++++ EXERCISE INPUT

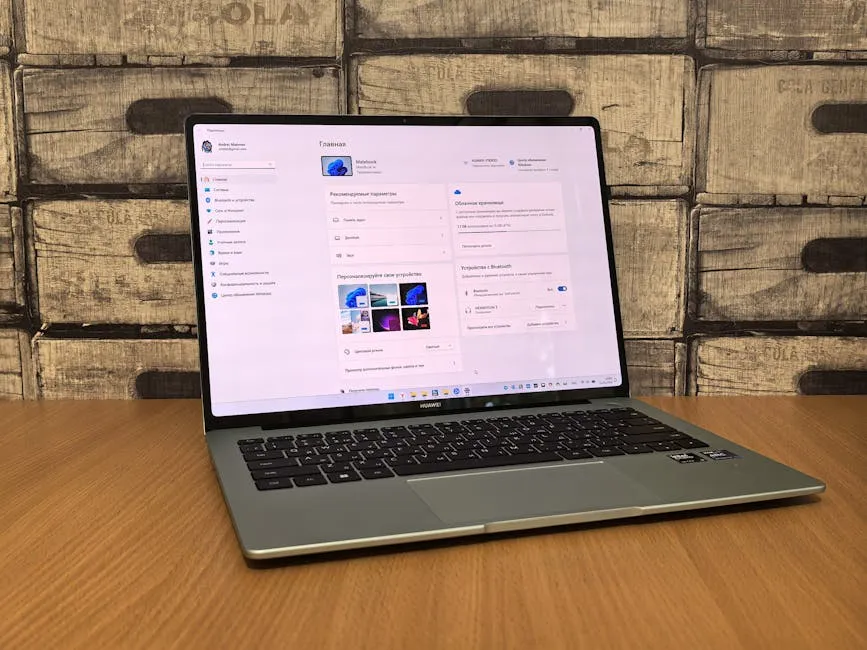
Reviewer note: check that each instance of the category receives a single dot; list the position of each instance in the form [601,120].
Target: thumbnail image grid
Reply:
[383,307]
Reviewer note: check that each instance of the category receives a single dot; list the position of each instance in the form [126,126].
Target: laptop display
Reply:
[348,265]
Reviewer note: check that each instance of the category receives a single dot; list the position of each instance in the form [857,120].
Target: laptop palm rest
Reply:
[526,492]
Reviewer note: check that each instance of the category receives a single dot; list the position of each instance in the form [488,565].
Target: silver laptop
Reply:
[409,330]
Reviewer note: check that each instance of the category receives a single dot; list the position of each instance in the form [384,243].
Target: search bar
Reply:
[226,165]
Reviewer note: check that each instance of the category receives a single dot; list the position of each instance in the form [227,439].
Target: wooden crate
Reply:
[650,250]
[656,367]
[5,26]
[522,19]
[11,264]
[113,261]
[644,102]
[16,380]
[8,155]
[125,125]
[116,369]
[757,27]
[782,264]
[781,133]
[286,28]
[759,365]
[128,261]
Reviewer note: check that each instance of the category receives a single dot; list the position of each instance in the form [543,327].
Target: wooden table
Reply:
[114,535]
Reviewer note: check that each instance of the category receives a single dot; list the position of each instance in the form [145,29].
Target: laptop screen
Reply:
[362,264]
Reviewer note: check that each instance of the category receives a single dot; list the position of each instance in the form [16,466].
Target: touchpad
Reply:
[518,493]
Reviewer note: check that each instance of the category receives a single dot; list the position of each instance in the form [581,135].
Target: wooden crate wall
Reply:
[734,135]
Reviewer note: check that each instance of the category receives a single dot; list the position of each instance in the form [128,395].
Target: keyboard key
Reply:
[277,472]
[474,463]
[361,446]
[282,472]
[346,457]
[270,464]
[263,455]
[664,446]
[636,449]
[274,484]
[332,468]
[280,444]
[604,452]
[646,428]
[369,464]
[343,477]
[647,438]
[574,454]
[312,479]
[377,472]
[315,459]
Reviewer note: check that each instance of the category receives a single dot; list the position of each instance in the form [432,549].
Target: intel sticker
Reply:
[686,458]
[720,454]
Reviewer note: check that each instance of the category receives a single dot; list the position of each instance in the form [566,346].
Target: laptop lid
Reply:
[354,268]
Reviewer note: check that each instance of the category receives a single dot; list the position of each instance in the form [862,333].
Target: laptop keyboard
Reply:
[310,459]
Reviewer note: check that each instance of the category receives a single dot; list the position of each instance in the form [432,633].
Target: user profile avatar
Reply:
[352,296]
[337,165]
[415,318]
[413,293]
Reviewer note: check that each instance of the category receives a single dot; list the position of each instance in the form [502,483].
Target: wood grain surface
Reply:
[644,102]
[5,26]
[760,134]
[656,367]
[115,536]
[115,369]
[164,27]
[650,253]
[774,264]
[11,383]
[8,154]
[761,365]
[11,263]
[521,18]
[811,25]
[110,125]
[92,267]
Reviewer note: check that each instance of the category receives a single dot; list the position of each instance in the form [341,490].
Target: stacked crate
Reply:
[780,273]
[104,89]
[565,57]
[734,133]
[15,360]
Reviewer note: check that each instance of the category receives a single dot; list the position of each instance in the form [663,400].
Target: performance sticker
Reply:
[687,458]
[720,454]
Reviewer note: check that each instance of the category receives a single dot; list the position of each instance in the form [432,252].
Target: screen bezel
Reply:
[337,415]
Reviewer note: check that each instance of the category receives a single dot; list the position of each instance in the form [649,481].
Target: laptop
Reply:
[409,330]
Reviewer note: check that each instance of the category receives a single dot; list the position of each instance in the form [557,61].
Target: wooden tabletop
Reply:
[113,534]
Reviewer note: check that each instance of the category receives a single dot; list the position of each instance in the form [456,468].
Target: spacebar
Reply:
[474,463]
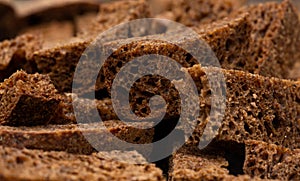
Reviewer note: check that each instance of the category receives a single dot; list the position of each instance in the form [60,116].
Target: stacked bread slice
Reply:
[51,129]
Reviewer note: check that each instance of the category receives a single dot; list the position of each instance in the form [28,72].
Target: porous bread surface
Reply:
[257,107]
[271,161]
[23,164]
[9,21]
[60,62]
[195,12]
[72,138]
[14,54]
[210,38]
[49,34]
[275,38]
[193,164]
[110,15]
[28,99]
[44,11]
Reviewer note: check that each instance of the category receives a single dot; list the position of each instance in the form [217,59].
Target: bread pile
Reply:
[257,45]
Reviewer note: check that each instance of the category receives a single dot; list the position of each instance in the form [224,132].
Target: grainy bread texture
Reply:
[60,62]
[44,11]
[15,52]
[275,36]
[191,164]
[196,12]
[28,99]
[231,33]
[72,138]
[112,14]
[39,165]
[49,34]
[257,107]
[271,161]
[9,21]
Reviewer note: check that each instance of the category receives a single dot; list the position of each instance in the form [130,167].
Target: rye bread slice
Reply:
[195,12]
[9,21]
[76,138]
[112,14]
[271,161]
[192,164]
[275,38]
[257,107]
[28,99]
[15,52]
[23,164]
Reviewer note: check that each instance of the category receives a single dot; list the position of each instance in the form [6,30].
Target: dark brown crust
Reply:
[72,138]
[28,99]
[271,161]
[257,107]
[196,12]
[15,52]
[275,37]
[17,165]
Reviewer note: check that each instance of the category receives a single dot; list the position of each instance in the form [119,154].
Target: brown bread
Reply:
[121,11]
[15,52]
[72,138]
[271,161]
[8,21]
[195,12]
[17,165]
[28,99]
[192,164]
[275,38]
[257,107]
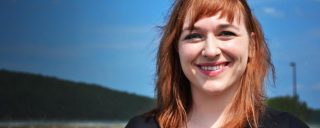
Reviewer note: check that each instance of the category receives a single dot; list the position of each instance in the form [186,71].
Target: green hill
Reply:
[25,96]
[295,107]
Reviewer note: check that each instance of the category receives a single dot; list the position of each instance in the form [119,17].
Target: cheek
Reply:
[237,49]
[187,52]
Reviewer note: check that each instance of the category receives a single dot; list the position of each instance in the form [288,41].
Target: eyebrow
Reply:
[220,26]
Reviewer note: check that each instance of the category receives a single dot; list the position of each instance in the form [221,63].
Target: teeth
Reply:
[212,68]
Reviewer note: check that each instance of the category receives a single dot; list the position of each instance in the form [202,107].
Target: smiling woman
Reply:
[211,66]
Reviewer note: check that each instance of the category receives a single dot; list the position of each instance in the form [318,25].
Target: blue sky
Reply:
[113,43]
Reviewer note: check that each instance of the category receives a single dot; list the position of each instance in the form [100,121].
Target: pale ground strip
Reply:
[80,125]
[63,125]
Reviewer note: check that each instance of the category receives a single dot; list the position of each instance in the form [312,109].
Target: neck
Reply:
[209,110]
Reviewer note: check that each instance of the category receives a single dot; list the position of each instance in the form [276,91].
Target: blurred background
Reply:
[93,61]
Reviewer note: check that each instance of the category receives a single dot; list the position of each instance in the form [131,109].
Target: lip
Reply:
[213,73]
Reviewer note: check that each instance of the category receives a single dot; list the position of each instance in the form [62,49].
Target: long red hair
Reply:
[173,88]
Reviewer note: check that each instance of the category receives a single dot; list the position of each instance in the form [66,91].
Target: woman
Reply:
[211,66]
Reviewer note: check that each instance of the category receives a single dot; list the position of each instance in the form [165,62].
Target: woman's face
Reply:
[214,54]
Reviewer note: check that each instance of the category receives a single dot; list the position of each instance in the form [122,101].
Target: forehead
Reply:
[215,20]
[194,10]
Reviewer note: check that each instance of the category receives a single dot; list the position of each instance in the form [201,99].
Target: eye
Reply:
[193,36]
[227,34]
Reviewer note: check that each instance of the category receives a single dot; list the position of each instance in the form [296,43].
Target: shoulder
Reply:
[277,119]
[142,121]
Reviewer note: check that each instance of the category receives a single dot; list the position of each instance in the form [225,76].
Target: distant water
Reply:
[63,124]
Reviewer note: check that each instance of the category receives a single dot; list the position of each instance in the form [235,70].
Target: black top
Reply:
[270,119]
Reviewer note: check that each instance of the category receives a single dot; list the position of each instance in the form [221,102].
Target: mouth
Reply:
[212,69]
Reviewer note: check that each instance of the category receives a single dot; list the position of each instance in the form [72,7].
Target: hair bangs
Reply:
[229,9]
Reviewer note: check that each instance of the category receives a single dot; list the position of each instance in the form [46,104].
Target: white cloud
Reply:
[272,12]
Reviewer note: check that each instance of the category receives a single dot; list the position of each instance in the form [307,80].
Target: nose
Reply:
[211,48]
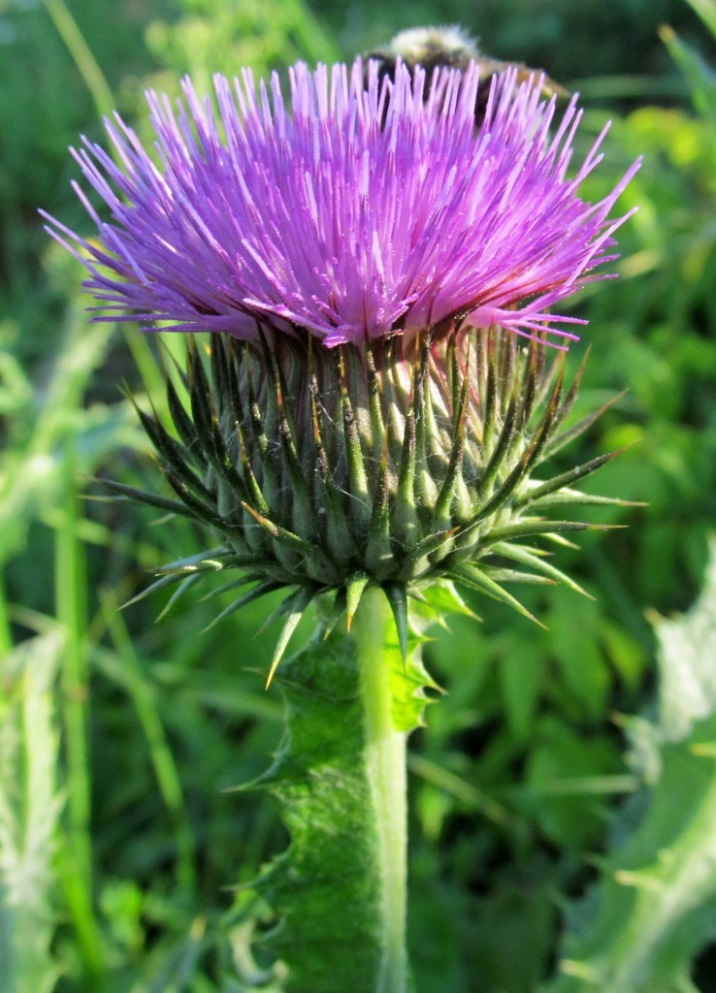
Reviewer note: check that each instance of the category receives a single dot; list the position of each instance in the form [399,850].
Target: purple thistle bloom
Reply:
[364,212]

++++++++
++++ EXERCISE INPUT

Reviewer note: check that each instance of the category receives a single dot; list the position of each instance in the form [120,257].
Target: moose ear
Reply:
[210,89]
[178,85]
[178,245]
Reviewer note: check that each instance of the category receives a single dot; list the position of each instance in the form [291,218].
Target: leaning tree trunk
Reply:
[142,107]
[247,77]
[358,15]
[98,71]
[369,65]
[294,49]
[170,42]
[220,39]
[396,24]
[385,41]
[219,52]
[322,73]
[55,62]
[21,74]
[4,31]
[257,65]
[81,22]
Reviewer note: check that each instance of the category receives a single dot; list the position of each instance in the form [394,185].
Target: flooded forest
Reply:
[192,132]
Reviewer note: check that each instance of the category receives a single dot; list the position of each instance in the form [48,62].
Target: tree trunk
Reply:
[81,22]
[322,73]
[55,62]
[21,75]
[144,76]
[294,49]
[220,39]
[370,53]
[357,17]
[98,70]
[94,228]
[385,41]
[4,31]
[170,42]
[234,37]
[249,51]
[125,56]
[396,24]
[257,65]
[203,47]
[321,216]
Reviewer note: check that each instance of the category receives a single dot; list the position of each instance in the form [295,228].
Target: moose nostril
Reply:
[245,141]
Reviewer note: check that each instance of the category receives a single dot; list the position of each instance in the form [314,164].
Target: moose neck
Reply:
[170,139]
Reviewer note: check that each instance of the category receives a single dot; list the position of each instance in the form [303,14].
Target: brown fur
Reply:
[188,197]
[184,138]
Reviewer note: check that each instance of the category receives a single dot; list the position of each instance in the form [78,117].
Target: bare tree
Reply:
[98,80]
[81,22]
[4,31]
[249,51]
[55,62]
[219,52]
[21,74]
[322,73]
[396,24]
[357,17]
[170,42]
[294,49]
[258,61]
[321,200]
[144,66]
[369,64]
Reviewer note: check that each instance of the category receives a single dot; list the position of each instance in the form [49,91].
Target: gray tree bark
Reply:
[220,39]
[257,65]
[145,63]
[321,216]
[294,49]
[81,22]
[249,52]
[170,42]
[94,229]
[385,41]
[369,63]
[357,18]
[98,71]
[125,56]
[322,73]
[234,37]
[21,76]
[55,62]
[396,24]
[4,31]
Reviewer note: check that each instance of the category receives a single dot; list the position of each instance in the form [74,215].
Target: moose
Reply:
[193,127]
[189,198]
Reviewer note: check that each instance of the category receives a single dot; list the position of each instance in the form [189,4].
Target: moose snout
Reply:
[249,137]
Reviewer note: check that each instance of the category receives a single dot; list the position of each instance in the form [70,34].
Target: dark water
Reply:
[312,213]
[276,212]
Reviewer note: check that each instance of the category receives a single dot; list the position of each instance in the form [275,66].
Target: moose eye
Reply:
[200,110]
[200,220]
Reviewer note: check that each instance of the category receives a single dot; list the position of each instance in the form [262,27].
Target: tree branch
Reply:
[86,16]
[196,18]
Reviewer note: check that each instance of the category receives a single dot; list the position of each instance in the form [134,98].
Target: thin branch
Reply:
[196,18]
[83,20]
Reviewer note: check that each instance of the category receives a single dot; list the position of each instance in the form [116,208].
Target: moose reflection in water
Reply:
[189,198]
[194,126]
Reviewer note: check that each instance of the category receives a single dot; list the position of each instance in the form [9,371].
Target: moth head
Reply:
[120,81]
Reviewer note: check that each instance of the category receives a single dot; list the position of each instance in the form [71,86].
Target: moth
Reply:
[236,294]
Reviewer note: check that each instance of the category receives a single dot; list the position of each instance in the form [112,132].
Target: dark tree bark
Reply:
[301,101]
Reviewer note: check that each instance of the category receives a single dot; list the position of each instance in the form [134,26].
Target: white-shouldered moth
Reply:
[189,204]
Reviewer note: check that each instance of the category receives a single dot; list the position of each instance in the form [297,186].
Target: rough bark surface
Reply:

++++++++

• _EXERCISE OBJECTIVE_
Take every line above that includes the string "keyboard" and return it.

• _WRITTEN SOLUTION_
Target: keyboard key
Target: laptop keyboard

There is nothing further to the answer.